#### Exercise instructions
Your task is to repeat, word for word, the line containing "In this photo, where can the pine" and all lines that follow it to the end of the material, and no other lines.

[Entries from a point annotation set]
□ □ □ □ □
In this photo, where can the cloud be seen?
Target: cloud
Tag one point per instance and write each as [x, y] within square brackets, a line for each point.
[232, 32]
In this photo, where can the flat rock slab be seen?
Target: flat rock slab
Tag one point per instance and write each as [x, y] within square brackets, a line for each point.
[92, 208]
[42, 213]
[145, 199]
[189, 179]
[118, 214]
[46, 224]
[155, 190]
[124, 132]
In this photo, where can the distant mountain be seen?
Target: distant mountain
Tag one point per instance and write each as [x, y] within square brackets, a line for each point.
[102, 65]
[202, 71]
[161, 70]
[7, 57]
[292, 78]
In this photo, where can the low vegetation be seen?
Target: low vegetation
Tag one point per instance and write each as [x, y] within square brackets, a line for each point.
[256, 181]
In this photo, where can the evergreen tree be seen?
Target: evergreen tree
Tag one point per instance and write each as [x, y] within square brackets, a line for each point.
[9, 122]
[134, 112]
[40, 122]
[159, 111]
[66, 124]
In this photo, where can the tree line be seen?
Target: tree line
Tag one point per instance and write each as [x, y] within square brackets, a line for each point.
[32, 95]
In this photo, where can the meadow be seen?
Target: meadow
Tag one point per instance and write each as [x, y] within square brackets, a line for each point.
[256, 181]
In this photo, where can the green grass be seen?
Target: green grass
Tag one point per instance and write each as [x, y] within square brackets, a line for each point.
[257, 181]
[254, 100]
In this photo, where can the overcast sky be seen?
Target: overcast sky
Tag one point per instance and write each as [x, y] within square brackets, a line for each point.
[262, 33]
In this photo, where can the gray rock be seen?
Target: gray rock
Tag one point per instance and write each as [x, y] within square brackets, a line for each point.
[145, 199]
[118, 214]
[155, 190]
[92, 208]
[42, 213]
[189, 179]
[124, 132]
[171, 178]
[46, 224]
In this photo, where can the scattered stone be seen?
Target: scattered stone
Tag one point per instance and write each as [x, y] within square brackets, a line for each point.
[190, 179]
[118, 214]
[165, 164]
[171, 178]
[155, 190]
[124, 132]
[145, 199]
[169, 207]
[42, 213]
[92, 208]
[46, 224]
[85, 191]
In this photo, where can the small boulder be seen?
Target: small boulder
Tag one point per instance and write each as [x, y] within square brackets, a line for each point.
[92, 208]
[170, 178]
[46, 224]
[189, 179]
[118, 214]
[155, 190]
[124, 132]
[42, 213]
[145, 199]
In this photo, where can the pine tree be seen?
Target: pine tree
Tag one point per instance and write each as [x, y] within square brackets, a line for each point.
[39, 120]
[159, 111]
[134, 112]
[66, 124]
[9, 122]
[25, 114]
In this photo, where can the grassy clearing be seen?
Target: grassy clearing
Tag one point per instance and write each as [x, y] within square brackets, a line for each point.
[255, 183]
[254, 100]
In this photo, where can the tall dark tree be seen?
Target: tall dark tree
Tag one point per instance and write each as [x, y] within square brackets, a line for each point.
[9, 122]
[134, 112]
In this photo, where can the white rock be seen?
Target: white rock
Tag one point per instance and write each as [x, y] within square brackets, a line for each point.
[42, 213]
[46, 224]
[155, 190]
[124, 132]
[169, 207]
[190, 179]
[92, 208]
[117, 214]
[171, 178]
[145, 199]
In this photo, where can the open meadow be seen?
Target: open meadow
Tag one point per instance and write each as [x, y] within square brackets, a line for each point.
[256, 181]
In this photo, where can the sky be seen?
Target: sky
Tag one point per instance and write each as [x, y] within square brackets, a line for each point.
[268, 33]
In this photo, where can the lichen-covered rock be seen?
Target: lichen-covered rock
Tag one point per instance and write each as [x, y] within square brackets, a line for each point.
□ □ □ □ □
#### Solution for this task
In this photo, where can the pine tree be seen?
Target: pine tree
Tag one point per instance and write each as [x, y] within square brackets, a line for each point.
[39, 120]
[159, 111]
[134, 112]
[66, 124]
[9, 122]
[25, 114]
In this photo, where can the grassy clearing be seen?
Target: grassy clearing
Tag one point per instance and write each as [x, y] within square brackets, a line for each point.
[255, 183]
[254, 100]
In this photo, where can the tall dark tree be seen?
Target: tall dark tree
Tag one point per instance and write each as [x, y] within square brackets, a line for each point.
[9, 122]
[134, 112]
In this photo, where can the white rock be seen?
Target: white rock
Tag one point per instance and write each as [x, y] within square brackets, a line for each point.
[42, 213]
[46, 224]
[155, 190]
[124, 132]
[169, 207]
[190, 179]
[92, 208]
[117, 214]
[171, 178]
[145, 199]
In this photo, where can the open meadow be seen?
Target: open meadow
Tag one point per instance and write each as [x, y] within square brackets, a line for each point.
[256, 181]
In this photo, where can the sky be seen?
Target: sky
Tag one point per instance and write each as [x, y] within square brackets, a line for each point.
[268, 33]
In this photo, where can the lichen-covered rock be seen?
Target: lichen-covered rock
Tag one point per instance and write each as [x, y] within square brackets, a line for each point.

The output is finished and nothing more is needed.